→ **Selected extract**
______

Ramp plan signed off

owner: executive sponsor + support lead · output: ramp gates

Sign-off on the day-61-onward ramp gates. Each ramp step (1% → 3% → 8% → 15% → final ceiling) needs an explicit pre-condition: CSAT trend, false-positive escalation rate, and confidence-threshold stability. No traffic step happens automatically — every gate is a human decision against a dashboard.

Human gates

One pattern worth noting from the pilots we have shipped: week 5 deflection numbers will look disappointing. The model is learning archetype distributions, the confidence thresholds are calibrated conservatively, and the escalation rubric is biased toward handing off. That is the right shape for week 5. By week 8 the deflection number will have climbed substantially — and crucially, it will have climbed at flat or improving CSAT, which is the only deflection number worth reporting.

The escalation handoff deserves disproportionate attention in this phase. A clean handoff means the customer never repeats themselves: the agent picks up a transcript, an intent classification, a confidence score, and any relevant customer state, and continues the conversation from there. A poor handoff is the single largest source of CSAT damage we have seen across deployments — worse, in CSAT terms, than the bot simply being wrong, because the customer experiences wrong-and-frustrating rather than wrong-and-escalated.

04 — Days 61-90Ramp to 10-25%, observability, agent-handoff training.

The third 30 days ramp toward a stable deflection ceiling, wire production observability, and train the broader agent team on the handoff pattern so it scales beyond the pilot squad. By day 90 the deployment should be in a state where it can run unattended for a week without breaking — and where the quarterly model-upgrade cadence has been baked into the operating rhythm.

The ramp is not linear. Each traffic step (1% → 3% → 8% → 15% → 10-25% ceiling) gates on a CSAT-trend check, a false-positive-escalation rate, and a confidence-threshold stability review. Skipping any of those gates is the most common way day-90 deployments produce day-180 rollbacks.

______

→ **Information supplied**
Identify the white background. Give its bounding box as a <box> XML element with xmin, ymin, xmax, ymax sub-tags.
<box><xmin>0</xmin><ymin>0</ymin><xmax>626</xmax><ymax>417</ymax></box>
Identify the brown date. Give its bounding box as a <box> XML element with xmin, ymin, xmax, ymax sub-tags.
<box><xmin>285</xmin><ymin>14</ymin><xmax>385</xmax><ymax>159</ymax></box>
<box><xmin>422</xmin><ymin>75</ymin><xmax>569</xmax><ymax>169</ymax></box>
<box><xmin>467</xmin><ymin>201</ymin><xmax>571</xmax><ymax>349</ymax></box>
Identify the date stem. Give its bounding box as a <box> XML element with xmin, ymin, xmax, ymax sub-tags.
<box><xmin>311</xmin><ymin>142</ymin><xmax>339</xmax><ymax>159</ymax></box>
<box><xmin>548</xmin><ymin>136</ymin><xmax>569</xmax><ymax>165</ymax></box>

______

→ **Exercise**
The ramp-plan text says what an agent picks up in a clean handoff. List every item it names.

→ **Written solution**
- A transcript
- An intent classification
- A confidence score
- Any relevant customer state